» **GIVEN TEXT**:
= = = = =
If you apply on your 60th birthday, you will receive 36% less of the age 65 monthly pension. But, if you wait until you are 70, you will receive 42% more. Should you hold out for the higher income, or start early?
This is one of the most common financial planning questions we encounter. It is crucial that we take a holistic approach to such a decision, which should ideally incorporate: our needs for cash flow, our tax bracket both now and into the future, Canadian life expectancy tables, our personal health and family history, and our investment risk tolerance.
When evaluating our needs for additional cash flow, we will want to consider our current sources of income, which can include employment/self employment income, dividend income, or rental income. We will want to determine if we require additional income to fund our current lifestyle and objectives.
In going through our cash flow, if we find we are accumulating debt, then a decision to take CPP early may be a good option. But wait, how about any other investments we may have, such as RRSPs, TFSAs, or Non-Registered accounts. Would it be better to withdraw funds from our investments to support our lifestyle and pay down debt rather then take our CPP early with a permanent reduction?
If we are still earning employment/self employment income and have no current need for the additional cash flow which CPP can provide, what affect will the additional CPP income have on our income tax bracket? Will this this income push me into a higher tax bracket? How much will I net after taxes by taking the CPP at age 60 vs if I waited until age 65 or even enhanced my CPP by deferring until age 70?
Will my taxable income be lower at age 65 or age 70, thereby allowing me to keep more of my CPP income and lose less to income taxes?
Life expectancy around the world has increased substantially over the years due to modern medicine and people trying to live healthier lifestyles. According to the latest world health rankings (https://www.worldlifeexpectancy.com/country-health-profile/Canada), Canadian life expectancy from birth is 81 years for males and 85 years for females. Canadian life expectancy at age 60 is age 84 for males and age 87 for females. Said another way, if you are 60 years old, there is a very good possibility that you will live well into your 80’s and possibly into your 90’s or even longer.
Given the above statistics, if I lived until 85, would my total lifetime CPP income, be more if I take it at age 60, 65 or 70?
= = = = =
» **INFORMATION SHOWN**:
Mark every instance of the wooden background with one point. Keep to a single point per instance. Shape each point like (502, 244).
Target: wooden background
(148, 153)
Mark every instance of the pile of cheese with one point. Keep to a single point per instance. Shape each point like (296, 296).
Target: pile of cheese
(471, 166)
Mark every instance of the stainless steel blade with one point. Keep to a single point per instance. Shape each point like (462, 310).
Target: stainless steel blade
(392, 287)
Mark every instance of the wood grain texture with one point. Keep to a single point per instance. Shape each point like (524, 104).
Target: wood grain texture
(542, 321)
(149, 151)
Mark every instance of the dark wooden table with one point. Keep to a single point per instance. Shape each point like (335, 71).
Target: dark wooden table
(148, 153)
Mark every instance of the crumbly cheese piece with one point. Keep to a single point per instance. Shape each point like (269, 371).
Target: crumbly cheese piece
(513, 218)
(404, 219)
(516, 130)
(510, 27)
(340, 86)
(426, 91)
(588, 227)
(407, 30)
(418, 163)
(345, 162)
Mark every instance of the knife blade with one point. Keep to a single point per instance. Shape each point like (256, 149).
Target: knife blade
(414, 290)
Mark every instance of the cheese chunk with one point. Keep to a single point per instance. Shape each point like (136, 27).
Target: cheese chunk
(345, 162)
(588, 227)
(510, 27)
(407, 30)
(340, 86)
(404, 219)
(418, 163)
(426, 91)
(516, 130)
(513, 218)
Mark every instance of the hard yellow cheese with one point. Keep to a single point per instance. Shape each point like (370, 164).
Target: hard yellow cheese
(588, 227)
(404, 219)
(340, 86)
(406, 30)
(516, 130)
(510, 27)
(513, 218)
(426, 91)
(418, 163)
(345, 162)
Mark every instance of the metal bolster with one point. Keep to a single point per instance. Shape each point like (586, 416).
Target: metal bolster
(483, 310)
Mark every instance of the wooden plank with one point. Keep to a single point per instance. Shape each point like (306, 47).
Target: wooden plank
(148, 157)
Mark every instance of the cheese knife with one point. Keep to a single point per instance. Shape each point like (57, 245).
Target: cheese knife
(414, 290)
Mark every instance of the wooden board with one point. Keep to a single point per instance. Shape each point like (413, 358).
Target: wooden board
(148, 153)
= = = = =
» **TASK REQUIREMENTS**:
A) List every factor that the text on when to take CPP says a holistic approach to the decision should ideally incorporate.
B) Carry on the text on when to take CPP from the point where it stops.

» **OUTPUTS BY TASK**:
A)
- Our needs for cash flow
- Our tax bracket both now and into the future
- Canadian life expectancy tables
- Our personal health and family history
- Our investment risk tolerance

B)
Here is a simplified example, Julia, age 65, is expected to receive $12,000 annually from her CPP, she will receive $240,000 over her 20-year remaining life expectancy. By taking her CPP at age 60, she would receive a permanent reduction of 36%, thereby reducing her CPP to $7,680 annually and subsequently reducing her total CPP income to $153,600 over her remaining 20-year life expectancy. What if Julia defers her CPP until age 70? Well in that case she would receive $17,040 annually and $255,600 over her remaining 15-year life expectancy.
Are we living healthier lifestyles? Are we doing all the things we can control when it comes to a healthy diet and regular exercise which can increase both our quality of life now and our potential life expectancy? For many Canadians, the answer to each of the above questions is yes. The answer to these questions along with consideration to our family history are important factors when planning for retirement and making CPP decisions.
What is our investment risk tolerance? Many Canadians approaching retirement are not investing 100% into equities due to volatility of investment returns and the effect that it could have on their income. If we determine that we don’t need the CPP income to supplement our lifestyle and are comfortable taking some risk with our investments and take the CPP at 60, investing the proceeds diligently each month, are our investments able to generate a return of at least 7.2% per year after tax, so as to recover the annual reduction by taking the CPP at age 60?
This article is for informational purposes and is not intended as specific CPP advice.